▸ **TEKS HALAMAN**:
....................

Hadits ini menunjukkan bahwa setiap yang dilarang Rasulullah shallallahu ‘alaihi wa sallam wajib ditinggalkan seluruhnya kecuali ada uzur yang membolehkannya seperti memakan bangkai karena darurat atau terpaksa, berbeda dengan perintah yang disesuaikan dengan kemampuan. Oleh karena itu ada kaidah,

لاَ وَاجِبَ مَعَ الْعَجْزِ

Tidak ada kewajiban ketika tidak mampu

Hadits ini termasuk kaedah Islam yang penting, dan banyak hukum yang masuk ke dalam kaedah ini, seperti dalam shalat, jika tidak sanggup mengerjakan sebagian rukun atau syarat, maka ia kerjakan yang bisa ia lakukan, dan dalam wudhu, jika ia tidak sanggup membasuh sebagian anggota wudhu’, maka ia membasuh bagian yang bisa dibasuh. Demikian pula dalam melakukan nahi munkar, jika ia tidak sanggup menyingkirkan semuanya, maka ia lakukan nahi munkar yang bisa ia lakukan.

Mungkin rahasia mengapa yang dilarang Beliau itu wajib ditinggalkan segera, karena hal itu mudah yakni hanya dengan berhenti dari melakukannya. Berbeda dengan perintah, di mana ada yang bisa dikerjakan oleh seseorang dan ada yang tidak, dan lagi mengerjakan itu mengadakan suatu perbuatan yang butuh adanya kemampuan.

Perlu diketahui bahwa yang dilarang oleh Islam itu terbagi dua:

  1. Larangan yang menunjukkan haram

  2. Larangan karena kurang utama (atau disebut makruhi)

....................

[Entri data]
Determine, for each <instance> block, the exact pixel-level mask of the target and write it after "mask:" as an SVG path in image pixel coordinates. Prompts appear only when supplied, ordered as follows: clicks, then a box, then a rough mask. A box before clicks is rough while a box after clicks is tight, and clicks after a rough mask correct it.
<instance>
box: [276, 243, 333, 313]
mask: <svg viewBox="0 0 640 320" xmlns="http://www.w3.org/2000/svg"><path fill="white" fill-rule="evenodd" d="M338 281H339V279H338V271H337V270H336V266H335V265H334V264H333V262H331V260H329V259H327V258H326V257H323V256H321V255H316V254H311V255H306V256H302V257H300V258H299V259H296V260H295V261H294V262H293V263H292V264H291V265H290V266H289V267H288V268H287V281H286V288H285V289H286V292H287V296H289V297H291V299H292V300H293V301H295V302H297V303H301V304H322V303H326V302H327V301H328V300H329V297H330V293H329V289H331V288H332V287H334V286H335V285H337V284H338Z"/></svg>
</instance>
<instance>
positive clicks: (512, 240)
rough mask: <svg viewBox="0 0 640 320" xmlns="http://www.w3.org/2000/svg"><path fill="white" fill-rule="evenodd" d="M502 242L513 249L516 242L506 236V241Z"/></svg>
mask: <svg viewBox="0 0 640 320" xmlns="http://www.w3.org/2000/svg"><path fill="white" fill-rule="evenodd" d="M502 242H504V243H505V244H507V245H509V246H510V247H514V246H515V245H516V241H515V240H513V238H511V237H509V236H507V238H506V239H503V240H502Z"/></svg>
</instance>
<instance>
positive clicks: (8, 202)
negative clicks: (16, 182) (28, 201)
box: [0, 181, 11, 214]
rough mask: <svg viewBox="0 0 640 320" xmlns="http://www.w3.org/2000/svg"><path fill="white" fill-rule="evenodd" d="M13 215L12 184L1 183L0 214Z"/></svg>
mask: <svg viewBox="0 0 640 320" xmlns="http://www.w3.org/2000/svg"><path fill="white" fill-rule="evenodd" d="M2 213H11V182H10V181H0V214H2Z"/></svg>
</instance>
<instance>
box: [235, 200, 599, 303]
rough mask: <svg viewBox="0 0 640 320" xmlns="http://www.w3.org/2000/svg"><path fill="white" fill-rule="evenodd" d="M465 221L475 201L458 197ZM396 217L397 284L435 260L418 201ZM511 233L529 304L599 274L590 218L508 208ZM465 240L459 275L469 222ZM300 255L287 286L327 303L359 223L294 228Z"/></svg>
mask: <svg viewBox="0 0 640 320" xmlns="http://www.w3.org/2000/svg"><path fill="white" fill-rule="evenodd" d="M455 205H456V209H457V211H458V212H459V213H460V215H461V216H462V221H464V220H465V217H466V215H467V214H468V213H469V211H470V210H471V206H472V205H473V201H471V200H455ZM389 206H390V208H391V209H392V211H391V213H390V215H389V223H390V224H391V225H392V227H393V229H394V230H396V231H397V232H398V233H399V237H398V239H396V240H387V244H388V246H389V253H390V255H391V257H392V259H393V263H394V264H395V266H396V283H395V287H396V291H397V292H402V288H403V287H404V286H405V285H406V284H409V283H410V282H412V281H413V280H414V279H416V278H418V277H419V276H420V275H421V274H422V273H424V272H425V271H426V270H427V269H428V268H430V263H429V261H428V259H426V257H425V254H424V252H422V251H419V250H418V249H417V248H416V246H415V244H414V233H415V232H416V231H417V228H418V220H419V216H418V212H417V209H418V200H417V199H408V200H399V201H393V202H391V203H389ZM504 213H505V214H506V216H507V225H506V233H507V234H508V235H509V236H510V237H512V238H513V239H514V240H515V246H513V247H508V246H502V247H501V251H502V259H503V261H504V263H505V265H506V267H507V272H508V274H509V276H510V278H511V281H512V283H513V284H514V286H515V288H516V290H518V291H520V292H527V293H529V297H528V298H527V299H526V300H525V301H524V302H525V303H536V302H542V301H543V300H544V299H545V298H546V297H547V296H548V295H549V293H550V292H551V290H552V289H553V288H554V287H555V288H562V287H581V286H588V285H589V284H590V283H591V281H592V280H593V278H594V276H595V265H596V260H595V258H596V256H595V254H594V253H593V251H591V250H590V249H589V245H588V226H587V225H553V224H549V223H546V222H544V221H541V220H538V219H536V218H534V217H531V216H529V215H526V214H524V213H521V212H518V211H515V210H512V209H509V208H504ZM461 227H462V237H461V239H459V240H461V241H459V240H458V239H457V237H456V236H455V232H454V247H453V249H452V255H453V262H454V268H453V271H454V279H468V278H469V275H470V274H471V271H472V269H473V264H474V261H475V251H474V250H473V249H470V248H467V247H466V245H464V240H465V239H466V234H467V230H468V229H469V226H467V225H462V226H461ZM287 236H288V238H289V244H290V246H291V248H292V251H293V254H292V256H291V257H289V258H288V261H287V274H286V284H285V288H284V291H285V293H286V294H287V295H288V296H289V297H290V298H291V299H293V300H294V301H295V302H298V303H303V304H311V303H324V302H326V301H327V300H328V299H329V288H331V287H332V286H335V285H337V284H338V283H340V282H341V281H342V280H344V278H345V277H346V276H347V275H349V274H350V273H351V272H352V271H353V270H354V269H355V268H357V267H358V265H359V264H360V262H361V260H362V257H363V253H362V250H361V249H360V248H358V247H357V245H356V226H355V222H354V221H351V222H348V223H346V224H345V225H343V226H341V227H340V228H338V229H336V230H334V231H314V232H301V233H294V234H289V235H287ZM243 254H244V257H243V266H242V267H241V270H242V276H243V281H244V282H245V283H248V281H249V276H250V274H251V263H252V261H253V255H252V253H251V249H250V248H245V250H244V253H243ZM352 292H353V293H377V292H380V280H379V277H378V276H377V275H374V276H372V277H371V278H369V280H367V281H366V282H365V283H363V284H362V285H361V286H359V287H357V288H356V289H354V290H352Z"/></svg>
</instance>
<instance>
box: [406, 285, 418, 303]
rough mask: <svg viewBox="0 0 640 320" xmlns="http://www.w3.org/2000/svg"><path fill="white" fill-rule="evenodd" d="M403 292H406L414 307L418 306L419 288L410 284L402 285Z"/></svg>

....................

▸ **TINDAKAN YANG DIPERLUKAN**:
1. Salin dengan tepat bagian teks tentang hadits larangan, mulai dari "لاَ وَاجِبَ مَعَ" sampai dengan "bisa ia lakukan.".
2. Menurut teks tentang hadits larangan, menjadi berapa bagian larangan dalam Islam terbagi, dan apa saja bagian itu?
3. Teruskan teks tentang hadits larangan dari kalimat terakhir yang tercantum.

▸ **JAWABAN TUGAS**:
1.
لاَ وَاجِبَ مَعَ الْعَجْزِ

Tidak ada kewajiban ketika tidak mampu

Hadits ini termasuk kaedah Islam yang penting, dan banyak hukum yang masuk ke dalam kaedah ini, seperti dalam shalat, jika tidak sanggup mengerjakan sebagian rukun atau syarat, maka ia kerjakan yang bisa ia lakukan, dan dalam wudhu, jika ia tidak sanggup membasuh sebagian anggota wudhu’, maka ia membasuh bagian yang bisa dibasuh. Demikian pula dalam melakukan nahi munkar, jika ia tidak sanggup menyingkirkan semuanya, maka ia lakukan nahi munkar yang bisa ia lakukan.

2. Dua bagian: larangan yang menunjukkan haram dan larangan karena kurang utama.

3.
Larangan yang menunjukkan haram wajib segera ditinggalkan sedangkan larangan karena kurang utamanya perbuatan itu maka dianjurkan untuk ditinggalkan. Umumnya larangan-larangan dalam hal ibadah menunjukkan haram, karena asal ibadah itu tauqif (diam/menunggu dalil) sedangkan larangan-larangan dalam hal adab (karena tindakan tersebut kurang utama) biasanya makruh. Oleh karena itu, kita sering melihat dalam kitab-kitab para ulama di sana disebutkan “Larangan ini adalah makruh” yakni karena terkait dengan adab.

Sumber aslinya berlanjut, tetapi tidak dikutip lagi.